Given exercise 1. Gather every line of the records that contains the word "stone".
Given exercise 2. Continue the passage on transferring mask material and functional material onto a substrate, starting after its last sentence.

Page extract.

** Start **

Transferring the mask material from the raised surface of the relief structure to the substrate creates a pattern of the mask material on the substrate and correspondingly forms a pattern of open area on the substrate. Transferring may also be referred to as printing. Contacting the mask material on the raised surface to the substrate transfers the mask material, such that the pattern of mask material forms when the stamp is separated from the substrate. In one embodiment, all or substantially all the mask material positioned on the raised surface(s) transfer to the substrate. Transferring the particulate composition from the raised surface of the relief structure to the substrate creates a pattern of the particulate composition on the substrate. Contacting the particulate composition on the raised surface to the substrate transfers the particulate composition forming a pattern on the substrate when the stamp is separated from the substrate. In one embodiment, all or substantially all the particulate composition positioned on the raised surface(s) transfer to the substrate.
Optionally, pressure may be applied to the stamp to assure contact and complete transfer of the functional material or the mask material to the substrate. Suitable pressure used to transfer the material to the substrate is less than 5 lbs./cm2, preferably less than 1 lbs./cm2, more preferably 0.1 to 0.9 lbs./cm2, and most preferably about 0.5 lbs./cm2. Transfer of the material to the substrate may be accomplished in any manner. Transferring the material may be by moving the relief surface of the stamp to the substrate, or by moving the substrate to the relief surface of the stamp, or by moving both the substrate and the relief surface into contact. In one embodiment, the material is transferred manually. In another embodiment, the transfer of the material is automated, such as, for example, by a conveyor belt; reel-to-reel process; directly-driven moving fixtures or pallets; chain, belt or gear-driven fixtures or pallets; a frictional roller; printing press; or a rotary apparatus.
The separation of the stamp from the substrate may be accomplished by any suitable means, including but not limited to peeling, gas jets, liquid jets, mechanical devices etc.
In embodiments using the mask material, after the pattern of mask material is formed on the substrate, the functional material (i.e., particulate composition) is applied to the substrate, in at least the open area or areas between the mask pattern. In one embodiment, the functional material is applied to cover the surface of the substrate, that is, over the mask pattern and the open area/s on the substrate. In another embodiment, the functional material is applied selectively to cover at least the open area or areas on the substrate (where no pattern of mask material resides). The functional material can be applied to the substrate by any suitable method described previously.

** End **

Task input.

** Start **

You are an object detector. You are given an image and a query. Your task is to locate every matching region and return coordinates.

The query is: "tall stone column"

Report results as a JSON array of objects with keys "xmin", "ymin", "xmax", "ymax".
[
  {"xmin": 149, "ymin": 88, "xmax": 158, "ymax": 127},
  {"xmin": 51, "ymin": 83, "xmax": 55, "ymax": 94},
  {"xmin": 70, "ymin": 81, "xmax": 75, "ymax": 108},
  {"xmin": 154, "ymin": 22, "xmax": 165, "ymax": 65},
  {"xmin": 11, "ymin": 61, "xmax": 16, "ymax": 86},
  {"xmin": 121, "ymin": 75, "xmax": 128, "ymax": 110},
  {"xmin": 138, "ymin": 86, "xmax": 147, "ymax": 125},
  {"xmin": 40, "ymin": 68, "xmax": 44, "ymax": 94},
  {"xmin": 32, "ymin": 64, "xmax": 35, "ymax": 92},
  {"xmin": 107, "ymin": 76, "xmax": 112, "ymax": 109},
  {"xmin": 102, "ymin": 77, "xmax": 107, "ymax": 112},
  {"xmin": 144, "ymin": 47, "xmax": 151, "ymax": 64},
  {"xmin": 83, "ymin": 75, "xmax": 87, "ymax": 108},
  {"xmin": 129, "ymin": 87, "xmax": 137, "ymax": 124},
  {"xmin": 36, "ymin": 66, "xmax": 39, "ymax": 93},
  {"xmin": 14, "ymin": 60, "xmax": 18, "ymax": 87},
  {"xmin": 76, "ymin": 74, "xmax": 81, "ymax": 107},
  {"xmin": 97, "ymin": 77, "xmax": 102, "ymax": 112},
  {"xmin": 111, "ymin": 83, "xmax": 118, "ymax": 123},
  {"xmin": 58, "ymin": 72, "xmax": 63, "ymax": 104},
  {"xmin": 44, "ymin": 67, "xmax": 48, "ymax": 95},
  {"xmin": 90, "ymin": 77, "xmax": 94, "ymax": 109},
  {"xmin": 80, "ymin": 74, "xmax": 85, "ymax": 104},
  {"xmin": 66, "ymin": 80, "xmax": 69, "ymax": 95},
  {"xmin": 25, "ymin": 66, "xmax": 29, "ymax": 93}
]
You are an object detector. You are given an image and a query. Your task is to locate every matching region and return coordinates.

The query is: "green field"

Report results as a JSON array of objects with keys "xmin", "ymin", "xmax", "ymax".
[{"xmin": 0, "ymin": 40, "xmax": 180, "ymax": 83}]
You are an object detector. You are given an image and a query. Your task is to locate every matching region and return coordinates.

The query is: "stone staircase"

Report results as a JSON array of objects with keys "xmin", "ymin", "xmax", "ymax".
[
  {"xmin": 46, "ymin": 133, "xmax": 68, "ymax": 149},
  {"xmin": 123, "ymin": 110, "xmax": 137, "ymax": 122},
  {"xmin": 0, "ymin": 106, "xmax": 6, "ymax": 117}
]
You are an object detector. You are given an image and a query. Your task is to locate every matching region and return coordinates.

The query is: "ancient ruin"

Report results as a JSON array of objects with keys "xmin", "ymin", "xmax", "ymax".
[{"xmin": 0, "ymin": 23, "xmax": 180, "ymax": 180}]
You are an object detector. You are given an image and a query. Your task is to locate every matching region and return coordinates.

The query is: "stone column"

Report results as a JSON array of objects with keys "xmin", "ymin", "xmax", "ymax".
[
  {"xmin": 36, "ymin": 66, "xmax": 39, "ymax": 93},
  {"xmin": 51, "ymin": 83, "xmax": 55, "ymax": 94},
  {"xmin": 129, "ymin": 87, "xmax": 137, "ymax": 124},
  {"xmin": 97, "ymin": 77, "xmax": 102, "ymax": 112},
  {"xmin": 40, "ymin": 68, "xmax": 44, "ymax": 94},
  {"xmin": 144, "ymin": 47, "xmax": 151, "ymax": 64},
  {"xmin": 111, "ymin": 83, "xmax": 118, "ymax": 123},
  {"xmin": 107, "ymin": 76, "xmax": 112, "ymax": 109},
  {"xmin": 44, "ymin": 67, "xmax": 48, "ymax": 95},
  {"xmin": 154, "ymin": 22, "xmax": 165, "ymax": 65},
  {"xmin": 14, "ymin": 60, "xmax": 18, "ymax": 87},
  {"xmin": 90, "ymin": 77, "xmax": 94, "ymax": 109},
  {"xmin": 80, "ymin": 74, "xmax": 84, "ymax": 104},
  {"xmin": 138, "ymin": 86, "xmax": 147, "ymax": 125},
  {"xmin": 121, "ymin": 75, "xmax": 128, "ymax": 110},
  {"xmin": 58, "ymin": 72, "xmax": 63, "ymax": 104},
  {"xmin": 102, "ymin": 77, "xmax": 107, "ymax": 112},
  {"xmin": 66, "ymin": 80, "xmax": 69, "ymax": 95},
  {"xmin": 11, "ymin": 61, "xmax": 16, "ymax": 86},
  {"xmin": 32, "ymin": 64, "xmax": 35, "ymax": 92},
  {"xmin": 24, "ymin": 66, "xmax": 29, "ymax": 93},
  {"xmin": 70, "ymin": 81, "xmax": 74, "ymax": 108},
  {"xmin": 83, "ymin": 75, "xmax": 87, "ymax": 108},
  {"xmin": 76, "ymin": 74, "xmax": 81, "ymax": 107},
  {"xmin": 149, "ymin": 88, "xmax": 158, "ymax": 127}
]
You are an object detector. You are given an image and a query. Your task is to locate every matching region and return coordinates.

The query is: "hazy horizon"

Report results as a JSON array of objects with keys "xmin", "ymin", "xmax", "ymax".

** End **

Final result 1.
The query is: "tall stone column"
The query is: "stone staircase"
The query is: "stone column"

Final result 2.
In embodiments in which the particulate composition is directly printed pattern-wise, after the particulate composition has been applied to the substrate, the particulate composition can be dried to remove some or all of the liquid (solvent or carrier) prior to subsequent steps, such as removal of the mask pattern from the substrate, and treating. Drying may be accomplished in any manner, including, using gas jets, blotting with an absorbent material, evaporation at room temperature or an elevated temperature, etc. In one embodiment, the particulate composition is substantially free liquid and forms a film on the surface of the substrate. The pattern of particulate composition on the substrate is then treated with charged gas to remove the dispersing agent and induction heating to form functionalized paths of the particulate on the substrate.
In certain embodiments, after the functional material is applied to the substrate and forms a film, the mask pattern is removed from the substrate. Removing the pattern of the mask material can be accomplished by any method including, but not limited to, immersion or wetting with a solvent solution, exposure to laser radiation, and by contacting an adhesive to an exterior surface and separating the adhesive from the substrate to transfer the mask material from the substrate. Removal by the solvent may cause the mask pattern in whole or in part to lift, swell, dissolve, disperse, or combinations thereof into the solvent solution. Optionally, the removal of the mask material may be aided by sonication, that is, the application of intense sound waves to the solvent solution. In embodiments of removing the mask material with the adhesive, the adhesive has sufficient strength to overcome adhesive force at an interface between the mask material and the substrate and transfer the mask material from the substrate, but not so much strength as to overcome adhesive force at an interface between the functional material and the substrate and transfer the pattern of functional material, upon separation of the adhesive from the substrate. The adhesive is capable of removing all of the mask material in one or more repetitions of contacting the exterior surface and separating from the substrate.
The functional material that covers in whole or in part the pattern of mask material may be removed at the same time as the mask material or may be removed separately from removal of the mask material. Removal of the mask material should not disrupt or disturb the functional material that is in contact with the substrate (or with an underlying layer that is not the mask material). If the application of the functional material formed a layer on the substrate over both the mask pattern and the open area/s on the substrate, the removal of the mask pattern (and the overlying functional material) results in the formation of the pattern of the functional material on the substrate.
In embodiments in which the functional material is applied selectively to cover at least the open area or areas on the substrate (where no pattern bf mask material resides), treating with the charged gas and induction heating of the functional material on the substrate can occur in the presence or absence of the mask material.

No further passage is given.